Written exercise -> Gather every line of the records that contains the string "green" and reproduce those lines unchanged.

(Rows from a pointing dataset)
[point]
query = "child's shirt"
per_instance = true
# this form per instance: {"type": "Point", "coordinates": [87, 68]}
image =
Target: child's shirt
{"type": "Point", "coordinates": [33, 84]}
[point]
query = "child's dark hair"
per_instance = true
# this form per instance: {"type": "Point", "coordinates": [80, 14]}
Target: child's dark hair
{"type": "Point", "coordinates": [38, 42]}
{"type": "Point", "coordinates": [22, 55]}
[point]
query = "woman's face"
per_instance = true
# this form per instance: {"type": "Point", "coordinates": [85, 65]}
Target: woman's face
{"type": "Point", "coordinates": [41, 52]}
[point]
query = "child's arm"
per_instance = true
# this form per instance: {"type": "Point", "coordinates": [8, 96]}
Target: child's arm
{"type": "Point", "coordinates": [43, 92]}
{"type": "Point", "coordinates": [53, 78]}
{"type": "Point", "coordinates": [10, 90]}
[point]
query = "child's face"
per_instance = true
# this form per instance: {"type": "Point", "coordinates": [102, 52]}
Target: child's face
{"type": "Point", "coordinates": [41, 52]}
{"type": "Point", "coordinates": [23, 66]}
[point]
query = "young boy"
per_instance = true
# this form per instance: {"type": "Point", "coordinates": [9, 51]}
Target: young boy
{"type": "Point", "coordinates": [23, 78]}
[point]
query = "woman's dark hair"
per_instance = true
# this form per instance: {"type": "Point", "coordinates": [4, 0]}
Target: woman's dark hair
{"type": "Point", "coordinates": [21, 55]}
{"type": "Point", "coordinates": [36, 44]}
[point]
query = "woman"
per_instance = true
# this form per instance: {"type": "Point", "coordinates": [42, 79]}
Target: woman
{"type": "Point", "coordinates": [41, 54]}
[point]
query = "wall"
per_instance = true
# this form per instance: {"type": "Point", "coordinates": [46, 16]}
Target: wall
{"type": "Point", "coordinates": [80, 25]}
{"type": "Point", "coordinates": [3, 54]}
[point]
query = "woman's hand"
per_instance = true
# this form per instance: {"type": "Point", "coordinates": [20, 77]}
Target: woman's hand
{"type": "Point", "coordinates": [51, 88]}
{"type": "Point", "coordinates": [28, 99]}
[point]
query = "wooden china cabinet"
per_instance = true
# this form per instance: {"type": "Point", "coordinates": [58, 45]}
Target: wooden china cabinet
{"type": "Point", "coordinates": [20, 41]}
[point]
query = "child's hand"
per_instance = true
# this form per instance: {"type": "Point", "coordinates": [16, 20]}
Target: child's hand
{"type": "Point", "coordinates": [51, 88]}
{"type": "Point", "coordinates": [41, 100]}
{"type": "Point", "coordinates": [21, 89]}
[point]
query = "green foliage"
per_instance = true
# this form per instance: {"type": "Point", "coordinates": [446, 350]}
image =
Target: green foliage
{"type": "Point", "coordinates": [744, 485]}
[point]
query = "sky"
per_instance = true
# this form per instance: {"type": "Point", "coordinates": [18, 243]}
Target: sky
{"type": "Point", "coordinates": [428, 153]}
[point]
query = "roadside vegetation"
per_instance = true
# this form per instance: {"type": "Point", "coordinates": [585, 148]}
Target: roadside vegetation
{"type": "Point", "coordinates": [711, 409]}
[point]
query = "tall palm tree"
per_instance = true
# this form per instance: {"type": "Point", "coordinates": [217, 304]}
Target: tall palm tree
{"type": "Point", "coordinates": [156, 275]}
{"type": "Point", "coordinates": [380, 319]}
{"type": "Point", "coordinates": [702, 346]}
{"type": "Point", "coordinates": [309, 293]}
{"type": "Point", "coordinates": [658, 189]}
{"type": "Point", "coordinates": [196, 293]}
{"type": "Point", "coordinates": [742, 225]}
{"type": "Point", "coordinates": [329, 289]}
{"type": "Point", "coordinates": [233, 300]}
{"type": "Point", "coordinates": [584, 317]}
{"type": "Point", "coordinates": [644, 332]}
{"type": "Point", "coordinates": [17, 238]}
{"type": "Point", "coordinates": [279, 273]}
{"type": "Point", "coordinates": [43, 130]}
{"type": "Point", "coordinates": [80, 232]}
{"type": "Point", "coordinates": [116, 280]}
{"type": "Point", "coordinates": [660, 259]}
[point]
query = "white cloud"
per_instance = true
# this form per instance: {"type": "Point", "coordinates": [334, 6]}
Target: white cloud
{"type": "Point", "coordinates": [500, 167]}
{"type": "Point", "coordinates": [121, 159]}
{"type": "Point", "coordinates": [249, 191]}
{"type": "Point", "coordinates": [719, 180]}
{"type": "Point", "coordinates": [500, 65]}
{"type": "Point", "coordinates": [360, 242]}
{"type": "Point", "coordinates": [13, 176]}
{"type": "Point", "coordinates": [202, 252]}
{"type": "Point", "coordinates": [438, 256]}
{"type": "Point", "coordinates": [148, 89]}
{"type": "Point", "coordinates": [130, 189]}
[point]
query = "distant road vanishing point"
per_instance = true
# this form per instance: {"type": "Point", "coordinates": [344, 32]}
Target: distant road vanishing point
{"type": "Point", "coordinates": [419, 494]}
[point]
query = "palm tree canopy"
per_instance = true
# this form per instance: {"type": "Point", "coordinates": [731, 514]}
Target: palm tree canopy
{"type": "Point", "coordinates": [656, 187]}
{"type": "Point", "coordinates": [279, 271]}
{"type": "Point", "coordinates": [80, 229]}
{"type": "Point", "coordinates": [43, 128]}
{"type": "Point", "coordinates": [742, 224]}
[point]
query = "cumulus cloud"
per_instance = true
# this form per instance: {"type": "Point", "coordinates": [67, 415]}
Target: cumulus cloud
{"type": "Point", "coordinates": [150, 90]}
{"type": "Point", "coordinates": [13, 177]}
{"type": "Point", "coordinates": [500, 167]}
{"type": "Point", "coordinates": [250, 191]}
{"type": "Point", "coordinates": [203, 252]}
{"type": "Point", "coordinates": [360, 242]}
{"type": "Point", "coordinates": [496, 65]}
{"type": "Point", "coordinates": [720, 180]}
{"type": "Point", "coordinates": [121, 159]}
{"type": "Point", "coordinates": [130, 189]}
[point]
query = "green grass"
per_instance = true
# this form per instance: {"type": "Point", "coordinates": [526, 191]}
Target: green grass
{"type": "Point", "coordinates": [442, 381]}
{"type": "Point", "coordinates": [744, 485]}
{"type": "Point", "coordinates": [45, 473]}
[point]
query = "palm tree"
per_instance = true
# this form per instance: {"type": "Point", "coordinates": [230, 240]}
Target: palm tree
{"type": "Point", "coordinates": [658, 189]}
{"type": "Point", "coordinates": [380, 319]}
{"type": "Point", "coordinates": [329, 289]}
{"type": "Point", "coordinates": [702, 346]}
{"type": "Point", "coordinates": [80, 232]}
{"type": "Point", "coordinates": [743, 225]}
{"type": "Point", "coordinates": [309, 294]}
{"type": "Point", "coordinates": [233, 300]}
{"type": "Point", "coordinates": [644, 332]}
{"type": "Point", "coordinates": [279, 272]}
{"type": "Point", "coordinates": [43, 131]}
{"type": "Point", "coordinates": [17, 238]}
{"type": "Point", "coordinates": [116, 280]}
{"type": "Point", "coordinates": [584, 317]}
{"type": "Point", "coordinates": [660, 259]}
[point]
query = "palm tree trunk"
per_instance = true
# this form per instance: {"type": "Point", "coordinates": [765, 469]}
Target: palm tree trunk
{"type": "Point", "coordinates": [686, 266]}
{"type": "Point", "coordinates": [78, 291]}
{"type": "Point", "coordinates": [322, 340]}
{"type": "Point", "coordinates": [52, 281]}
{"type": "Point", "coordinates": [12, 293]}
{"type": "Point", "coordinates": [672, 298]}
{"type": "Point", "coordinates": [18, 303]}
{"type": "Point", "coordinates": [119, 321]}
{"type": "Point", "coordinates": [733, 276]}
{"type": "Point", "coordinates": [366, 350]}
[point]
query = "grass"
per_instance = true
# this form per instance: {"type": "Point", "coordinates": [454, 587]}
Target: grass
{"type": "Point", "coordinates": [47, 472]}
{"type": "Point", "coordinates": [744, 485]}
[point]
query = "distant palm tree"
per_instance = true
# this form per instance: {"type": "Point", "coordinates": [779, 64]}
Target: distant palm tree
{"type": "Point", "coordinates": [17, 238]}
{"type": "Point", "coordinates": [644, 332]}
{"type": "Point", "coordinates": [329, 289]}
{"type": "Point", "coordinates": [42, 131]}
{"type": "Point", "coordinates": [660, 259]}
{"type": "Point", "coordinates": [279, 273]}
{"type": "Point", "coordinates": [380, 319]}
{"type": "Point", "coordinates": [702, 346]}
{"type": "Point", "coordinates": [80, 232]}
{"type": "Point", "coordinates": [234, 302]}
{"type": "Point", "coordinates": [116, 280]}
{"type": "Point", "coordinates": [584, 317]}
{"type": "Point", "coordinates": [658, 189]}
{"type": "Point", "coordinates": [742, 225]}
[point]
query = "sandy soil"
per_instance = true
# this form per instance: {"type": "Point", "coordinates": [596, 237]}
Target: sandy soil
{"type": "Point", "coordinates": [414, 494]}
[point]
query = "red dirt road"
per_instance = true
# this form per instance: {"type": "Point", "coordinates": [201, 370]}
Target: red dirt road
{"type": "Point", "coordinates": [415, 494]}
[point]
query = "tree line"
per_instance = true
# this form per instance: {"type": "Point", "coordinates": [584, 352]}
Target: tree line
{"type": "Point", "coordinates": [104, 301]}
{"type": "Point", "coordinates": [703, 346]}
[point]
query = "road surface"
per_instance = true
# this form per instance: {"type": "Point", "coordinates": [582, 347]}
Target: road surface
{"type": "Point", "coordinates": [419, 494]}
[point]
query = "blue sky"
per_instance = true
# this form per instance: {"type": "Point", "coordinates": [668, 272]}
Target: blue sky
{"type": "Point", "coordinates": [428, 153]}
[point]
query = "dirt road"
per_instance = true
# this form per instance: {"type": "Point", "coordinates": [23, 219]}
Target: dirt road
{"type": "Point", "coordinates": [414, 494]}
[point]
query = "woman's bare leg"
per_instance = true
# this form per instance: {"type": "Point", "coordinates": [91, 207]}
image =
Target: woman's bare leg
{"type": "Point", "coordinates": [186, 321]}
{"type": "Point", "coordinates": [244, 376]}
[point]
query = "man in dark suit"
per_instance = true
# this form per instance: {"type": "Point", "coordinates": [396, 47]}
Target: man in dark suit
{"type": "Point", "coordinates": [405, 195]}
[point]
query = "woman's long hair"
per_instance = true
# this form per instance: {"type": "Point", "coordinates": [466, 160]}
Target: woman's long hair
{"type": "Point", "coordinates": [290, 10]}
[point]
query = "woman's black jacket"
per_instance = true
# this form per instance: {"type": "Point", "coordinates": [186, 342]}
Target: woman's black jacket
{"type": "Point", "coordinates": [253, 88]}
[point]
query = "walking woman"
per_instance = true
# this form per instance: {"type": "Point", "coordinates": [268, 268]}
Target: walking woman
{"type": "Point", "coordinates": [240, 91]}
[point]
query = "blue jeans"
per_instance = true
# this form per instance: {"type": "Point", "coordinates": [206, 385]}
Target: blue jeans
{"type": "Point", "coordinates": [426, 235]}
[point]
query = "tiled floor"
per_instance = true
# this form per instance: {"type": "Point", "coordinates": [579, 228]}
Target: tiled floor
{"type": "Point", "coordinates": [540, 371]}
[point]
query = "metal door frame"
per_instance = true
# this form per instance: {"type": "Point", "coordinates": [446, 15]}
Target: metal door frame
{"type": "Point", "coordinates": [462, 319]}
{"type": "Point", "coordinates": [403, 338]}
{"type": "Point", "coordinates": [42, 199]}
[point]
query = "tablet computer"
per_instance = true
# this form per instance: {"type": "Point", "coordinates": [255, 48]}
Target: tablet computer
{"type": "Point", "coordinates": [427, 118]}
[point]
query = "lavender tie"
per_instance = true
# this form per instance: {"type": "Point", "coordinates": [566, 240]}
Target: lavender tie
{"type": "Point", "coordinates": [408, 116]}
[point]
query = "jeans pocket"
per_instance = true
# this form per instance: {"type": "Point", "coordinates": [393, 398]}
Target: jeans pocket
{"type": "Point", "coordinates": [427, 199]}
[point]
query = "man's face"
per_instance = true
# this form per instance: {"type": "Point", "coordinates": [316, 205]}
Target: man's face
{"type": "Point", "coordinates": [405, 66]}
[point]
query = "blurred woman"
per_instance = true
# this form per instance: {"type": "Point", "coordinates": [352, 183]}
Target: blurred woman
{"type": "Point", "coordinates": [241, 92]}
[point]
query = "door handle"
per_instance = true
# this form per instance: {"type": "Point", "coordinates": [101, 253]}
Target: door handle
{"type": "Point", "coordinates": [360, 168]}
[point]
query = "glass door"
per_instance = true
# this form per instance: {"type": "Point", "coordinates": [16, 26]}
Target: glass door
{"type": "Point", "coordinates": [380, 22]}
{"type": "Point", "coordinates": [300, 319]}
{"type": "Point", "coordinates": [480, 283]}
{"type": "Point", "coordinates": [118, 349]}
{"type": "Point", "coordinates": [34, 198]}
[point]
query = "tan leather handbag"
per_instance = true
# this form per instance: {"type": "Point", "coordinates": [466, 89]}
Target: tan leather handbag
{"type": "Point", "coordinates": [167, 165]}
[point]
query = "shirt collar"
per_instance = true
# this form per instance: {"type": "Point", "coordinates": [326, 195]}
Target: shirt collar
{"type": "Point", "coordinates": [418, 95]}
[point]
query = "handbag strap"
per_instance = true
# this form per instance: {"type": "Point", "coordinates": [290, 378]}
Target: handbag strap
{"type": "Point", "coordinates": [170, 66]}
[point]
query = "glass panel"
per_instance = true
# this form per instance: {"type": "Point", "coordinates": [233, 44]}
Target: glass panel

Complete output ->
query = "green foliage"
Target: green foliage
query = "green grass"
Target: green grass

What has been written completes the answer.